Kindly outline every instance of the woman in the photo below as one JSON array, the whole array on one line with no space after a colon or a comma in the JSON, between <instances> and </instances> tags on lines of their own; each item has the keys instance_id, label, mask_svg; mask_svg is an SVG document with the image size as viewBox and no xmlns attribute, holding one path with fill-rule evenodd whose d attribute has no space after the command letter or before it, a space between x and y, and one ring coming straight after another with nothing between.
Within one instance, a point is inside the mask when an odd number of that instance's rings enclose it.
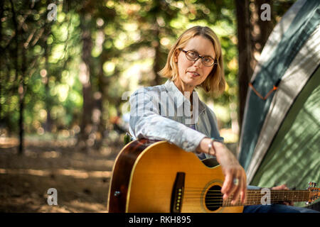
<instances>
[{"instance_id":1,"label":"woman","mask_svg":"<svg viewBox=\"0 0 320 227\"><path fill-rule=\"evenodd\" d=\"M232 204L238 198L245 202L245 172L222 143L215 114L194 91L202 87L206 92L220 94L225 89L217 35L208 27L188 29L171 48L159 74L169 78L164 84L139 89L130 97L130 134L134 139L167 140L201 159L216 157L225 177L223 199L233 193ZM281 188L284 186L277 189Z\"/></svg>"}]
</instances>

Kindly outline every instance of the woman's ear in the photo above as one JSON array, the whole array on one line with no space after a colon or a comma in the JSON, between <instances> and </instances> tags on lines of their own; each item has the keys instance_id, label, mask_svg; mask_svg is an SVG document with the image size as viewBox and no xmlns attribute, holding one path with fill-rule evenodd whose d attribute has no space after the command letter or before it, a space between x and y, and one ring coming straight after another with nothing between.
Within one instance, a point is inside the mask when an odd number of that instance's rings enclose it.
<instances>
[{"instance_id":1,"label":"woman's ear","mask_svg":"<svg viewBox=\"0 0 320 227\"><path fill-rule=\"evenodd\" d=\"M176 63L178 63L178 55L179 55L179 51L178 50L176 50L174 52L174 62Z\"/></svg>"}]
</instances>

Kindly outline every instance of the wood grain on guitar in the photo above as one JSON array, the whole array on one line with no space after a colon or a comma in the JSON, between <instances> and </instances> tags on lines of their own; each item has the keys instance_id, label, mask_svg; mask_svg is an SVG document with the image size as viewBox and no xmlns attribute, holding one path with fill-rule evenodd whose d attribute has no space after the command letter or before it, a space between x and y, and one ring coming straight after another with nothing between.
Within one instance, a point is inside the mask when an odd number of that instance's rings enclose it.
<instances>
[{"instance_id":1,"label":"wood grain on guitar","mask_svg":"<svg viewBox=\"0 0 320 227\"><path fill-rule=\"evenodd\" d=\"M108 211L130 213L238 213L244 205L260 204L261 190L247 190L245 204L223 200L224 176L220 165L166 141L140 139L127 144L114 163ZM210 164L211 163L211 164ZM205 165L206 164L206 165ZM271 190L270 201L312 201L319 188Z\"/></svg>"}]
</instances>

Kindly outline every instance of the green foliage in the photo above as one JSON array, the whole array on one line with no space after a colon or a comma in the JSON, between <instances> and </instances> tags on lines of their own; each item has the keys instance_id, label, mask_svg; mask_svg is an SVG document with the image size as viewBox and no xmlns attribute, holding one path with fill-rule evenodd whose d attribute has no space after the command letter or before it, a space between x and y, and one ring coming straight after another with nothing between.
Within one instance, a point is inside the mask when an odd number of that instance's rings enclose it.
<instances>
[{"instance_id":1,"label":"green foliage","mask_svg":"<svg viewBox=\"0 0 320 227\"><path fill-rule=\"evenodd\" d=\"M218 98L202 91L201 96L205 101L226 106L227 111L218 111L223 115L230 115L230 104L231 111L237 111L233 0L53 1L57 6L57 21L49 21L47 7L50 1L17 0L12 5L9 0L3 1L0 127L13 133L18 130L21 83L28 133L42 132L48 123L53 132L80 125L84 117L80 67L87 33L92 41L88 62L92 95L102 95L103 127L109 128L112 116L124 114L121 112L126 101L121 99L123 93L154 85L171 46L184 30L195 25L207 26L219 36L228 83ZM230 125L230 117L220 118L223 126Z\"/></svg>"}]
</instances>

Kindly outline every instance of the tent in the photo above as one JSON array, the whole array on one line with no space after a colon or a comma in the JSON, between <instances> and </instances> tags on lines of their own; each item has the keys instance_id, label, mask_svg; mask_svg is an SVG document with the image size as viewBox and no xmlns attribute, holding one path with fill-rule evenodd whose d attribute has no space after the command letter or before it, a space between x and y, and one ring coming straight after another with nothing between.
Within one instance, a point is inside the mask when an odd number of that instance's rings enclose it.
<instances>
[{"instance_id":1,"label":"tent","mask_svg":"<svg viewBox=\"0 0 320 227\"><path fill-rule=\"evenodd\" d=\"M250 184L320 183L319 14L320 1L296 1L255 69L238 150Z\"/></svg>"}]
</instances>

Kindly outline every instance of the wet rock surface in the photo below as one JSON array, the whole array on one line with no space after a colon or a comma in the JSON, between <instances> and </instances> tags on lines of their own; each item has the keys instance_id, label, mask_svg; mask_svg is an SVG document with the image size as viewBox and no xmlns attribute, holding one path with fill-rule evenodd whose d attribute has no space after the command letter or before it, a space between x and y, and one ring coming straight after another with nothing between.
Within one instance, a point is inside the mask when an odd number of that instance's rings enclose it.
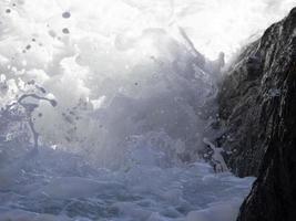
<instances>
[{"instance_id":1,"label":"wet rock surface","mask_svg":"<svg viewBox=\"0 0 296 221\"><path fill-rule=\"evenodd\" d=\"M295 220L296 8L244 50L218 99L228 167L257 176L238 221Z\"/></svg>"}]
</instances>

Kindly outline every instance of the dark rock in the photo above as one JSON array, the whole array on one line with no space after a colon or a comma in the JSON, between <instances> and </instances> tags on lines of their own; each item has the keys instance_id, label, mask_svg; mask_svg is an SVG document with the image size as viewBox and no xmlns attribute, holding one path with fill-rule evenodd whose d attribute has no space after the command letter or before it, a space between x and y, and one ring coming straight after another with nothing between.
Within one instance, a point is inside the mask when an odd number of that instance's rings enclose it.
<instances>
[{"instance_id":1,"label":"dark rock","mask_svg":"<svg viewBox=\"0 0 296 221\"><path fill-rule=\"evenodd\" d=\"M228 166L257 176L238 221L296 220L296 8L244 50L218 99Z\"/></svg>"}]
</instances>

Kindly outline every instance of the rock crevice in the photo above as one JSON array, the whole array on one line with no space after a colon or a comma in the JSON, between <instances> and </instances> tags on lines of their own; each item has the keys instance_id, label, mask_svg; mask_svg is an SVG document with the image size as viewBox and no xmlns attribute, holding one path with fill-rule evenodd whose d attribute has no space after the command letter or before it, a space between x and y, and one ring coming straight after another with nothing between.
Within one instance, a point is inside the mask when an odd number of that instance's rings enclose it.
<instances>
[{"instance_id":1,"label":"rock crevice","mask_svg":"<svg viewBox=\"0 0 296 221\"><path fill-rule=\"evenodd\" d=\"M238 221L296 219L296 8L237 57L221 85L229 168L256 176Z\"/></svg>"}]
</instances>

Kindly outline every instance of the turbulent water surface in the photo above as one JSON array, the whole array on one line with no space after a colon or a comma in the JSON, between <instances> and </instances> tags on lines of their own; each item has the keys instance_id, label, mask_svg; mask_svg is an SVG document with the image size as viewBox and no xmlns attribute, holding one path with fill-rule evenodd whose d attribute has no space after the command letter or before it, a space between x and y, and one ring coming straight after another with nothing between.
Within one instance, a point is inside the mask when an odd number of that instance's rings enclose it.
<instances>
[{"instance_id":1,"label":"turbulent water surface","mask_svg":"<svg viewBox=\"0 0 296 221\"><path fill-rule=\"evenodd\" d=\"M222 159L210 140L224 61L194 44L234 53L254 29L223 35L233 18L211 17L234 1L205 2L0 2L1 221L235 220L254 179L201 159ZM283 2L257 6L255 31Z\"/></svg>"}]
</instances>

» **Given task**: Rewrite every line of all the entries above as a numbered list, skipping blank lines and leaving out the pictures.

» **Problem solution**:
1. Kindly outline every instance of the woman in the photo below as one JSON array, the whole array on one line with no space after a colon or a comma in the JSON, between <instances> and </instances> tags on lines of their own; each item has the keys instance_id, label, mask_svg; mask_svg is an SVG document with the image size as viewBox and no xmlns attribute, holding one path with fill-rule evenodd whose d attribute has no space after the command letter or before it, a space between x and y, and one ring coming straight after another with nothing between.
2. Within one instance, a point is inside the mask when an odd number of that instance's rings enclose it.
3. <instances>
4. [{"instance_id":1,"label":"woman","mask_svg":"<svg viewBox=\"0 0 320 227\"><path fill-rule=\"evenodd\" d=\"M232 204L238 198L245 202L245 172L222 143L215 114L194 91L202 87L206 92L220 94L225 89L217 35L208 27L188 29L171 48L159 74L169 78L164 84L139 89L130 97L130 134L134 139L167 140L201 159L216 157L225 177L223 199L233 193ZM281 188L284 186L277 189Z\"/></svg>"}]
5. </instances>
6. Kindly outline every instance of the woman's ear in the photo above as one JSON array, the whole array on one line with no space after a colon or a comma in the JSON, between <instances> and </instances> tags on lines of their own; each item has the keys instance_id, label, mask_svg; mask_svg is an SVG document with the image size as viewBox and no xmlns attribute, holding one path with fill-rule evenodd whose d attribute has no space after the command letter or before it, a space between x and y, and one ring coming straight after another with nothing between.
7. Within one instance, a point is inside the mask when an odd number of that instance's rings enclose it.
8. <instances>
9. [{"instance_id":1,"label":"woman's ear","mask_svg":"<svg viewBox=\"0 0 320 227\"><path fill-rule=\"evenodd\" d=\"M176 63L178 63L178 55L179 55L179 51L178 50L176 50L174 52L174 62Z\"/></svg>"}]
10. </instances>
11. Kindly outline every instance of the wood grain on guitar in the photo above as one JSON array, the whole array on one line with no space after a colon or a comma in the JSON, between <instances> and </instances> tags on lines of their own; each item has the keys instance_id, label, mask_svg; mask_svg is an SVG document with the image size as viewBox and no xmlns attribute, holding one path with fill-rule evenodd whose d attribute has no space after the command letter or before it, a space between x and y, and one ring coming straight after another with nothing between.
12. Within one instance, a point is inside the mask when an odd number of that instance's rings enclose it.
13. <instances>
14. [{"instance_id":1,"label":"wood grain on guitar","mask_svg":"<svg viewBox=\"0 0 320 227\"><path fill-rule=\"evenodd\" d=\"M108 211L130 213L238 213L244 205L260 204L261 190L247 190L245 204L223 200L224 176L220 165L166 141L140 139L127 144L114 163ZM210 164L211 163L211 164ZM205 165L206 164L206 165ZM271 190L270 201L312 201L319 188Z\"/></svg>"}]
15. </instances>
16. Kindly outline every instance of the green foliage in the photo above as one JSON array, the whole array on one line with no space after a colon or a comma in the JSON, between <instances> and </instances> tags on lines of their own; each item has the keys instance_id, label, mask_svg; mask_svg is an SVG document with the image size as viewBox and no xmlns attribute, holding one path with fill-rule evenodd whose d attribute has no space after the command letter or before it, a space between x and y, and one ring coming straight after another with nothing between.
17. Within one instance, a point is inside the mask when an odd number of that instance's rings enclose it.
18. <instances>
19. [{"instance_id":1,"label":"green foliage","mask_svg":"<svg viewBox=\"0 0 320 227\"><path fill-rule=\"evenodd\" d=\"M218 98L202 91L201 96L205 101L226 106L227 111L218 111L223 115L230 115L230 104L231 111L237 111L233 0L53 1L57 6L57 21L49 21L47 7L50 1L17 0L12 5L9 0L3 1L0 127L13 133L18 130L21 83L28 133L42 132L48 123L53 132L80 125L84 117L80 67L87 33L92 41L88 62L92 95L102 95L103 127L109 128L112 116L124 114L121 112L126 101L121 99L123 93L154 85L171 46L184 30L195 25L207 26L219 36L228 83ZM230 125L230 117L220 118L223 126Z\"/></svg>"}]
20. </instances>
21. Kindly outline every instance of the tent in the photo above as one JSON array, the whole array on one line with no space after a colon or a comma in the JSON, between <instances> and </instances> tags on lines of their own; each item has the keys instance_id, label, mask_svg; mask_svg is an SVG document with the image size as viewBox and no xmlns attribute, holding one path with fill-rule evenodd whose d attribute has no space after the command letter or before it, a space between x and y, and one ring coming straight after another with nothing between.
22. Within one instance, a point is inside the mask when an odd number of that instance's rings enclose it.
23. <instances>
24. [{"instance_id":1,"label":"tent","mask_svg":"<svg viewBox=\"0 0 320 227\"><path fill-rule=\"evenodd\" d=\"M250 184L320 183L319 14L320 1L296 1L255 69L238 150Z\"/></svg>"}]
25. </instances>
26. Kindly outline every instance of the wet rock surface in the photo below as one JSON array, the whole array on one line with no space after a colon or a comma in the JSON, between <instances> and </instances> tags on lines of their own; each item has the keys instance_id, label, mask_svg; mask_svg is an SVG document with the image size as viewBox and no xmlns attribute, holding one path with fill-rule evenodd whose d attribute has no space after the command letter or before it, a space between x and y, and one ring coming straight after another with nothing between.
27. Within one instance, a point is inside the mask when an odd number of that instance's rings enclose it.
28. <instances>
29. [{"instance_id":1,"label":"wet rock surface","mask_svg":"<svg viewBox=\"0 0 296 221\"><path fill-rule=\"evenodd\" d=\"M295 220L296 8L244 50L218 99L228 167L257 176L238 221Z\"/></svg>"}]
30. </instances>
31. Kindly outline every instance of the dark rock in the photo above as one JSON array, the whole array on one line with no space after a colon or a comma in the JSON, between <instances> and </instances> tags on lines of their own; each item has the keys instance_id, label, mask_svg; mask_svg is an SVG document with the image size as viewBox and no xmlns attribute, holding one path with fill-rule evenodd whose d attribute has no space after the command letter or before it, a space between x and y, and one ring coming straight after another with nothing between.
32. Within one instance, a point is inside the mask when an odd number of that instance's rings enclose it.
33. <instances>
34. [{"instance_id":1,"label":"dark rock","mask_svg":"<svg viewBox=\"0 0 296 221\"><path fill-rule=\"evenodd\" d=\"M228 166L257 176L238 221L296 220L296 8L244 50L218 99Z\"/></svg>"}]
35. </instances>
36. Kindly outline every instance of the rock crevice in the photo above as one JSON array, the whole array on one line with no space after a colon or a comma in the JSON, between <instances> and </instances> tags on lines of their own; each item has the keys instance_id, label, mask_svg; mask_svg is an SVG document with the image size as viewBox and no xmlns attribute, holding one path with fill-rule evenodd whose d attribute has no space after the command letter or before it, a space between x and y, and one ring coming straight after another with nothing between.
37. Within one instance, a point is inside the mask when an odd number of that instance's rings enclose it.
38. <instances>
39. [{"instance_id":1,"label":"rock crevice","mask_svg":"<svg viewBox=\"0 0 296 221\"><path fill-rule=\"evenodd\" d=\"M238 221L296 219L296 8L237 57L221 85L229 168L256 176Z\"/></svg>"}]
40. </instances>
41. Kindly outline every instance of the turbulent water surface in the photo above as one JSON array, the whole array on one line with no space after a colon or a comma in the JSON, between <instances> and </instances> tags on lines of their own; each item has the keys instance_id, label, mask_svg; mask_svg is an SVG document with the image size as viewBox and no xmlns attribute, holding one path with fill-rule evenodd whose d attribute has no space after the command letter or before it, a space between x and y, and one ring coming straight after another with nothing between.
42. Within one instance, a point is inside the mask when an odd number of that instance's rings enclose it.
43. <instances>
44. [{"instance_id":1,"label":"turbulent water surface","mask_svg":"<svg viewBox=\"0 0 296 221\"><path fill-rule=\"evenodd\" d=\"M222 159L210 140L224 61L194 44L234 53L254 29L223 35L233 18L211 17L234 1L205 2L0 2L1 221L235 220L254 179L201 159ZM283 2L257 6L255 31Z\"/></svg>"}]
45. </instances>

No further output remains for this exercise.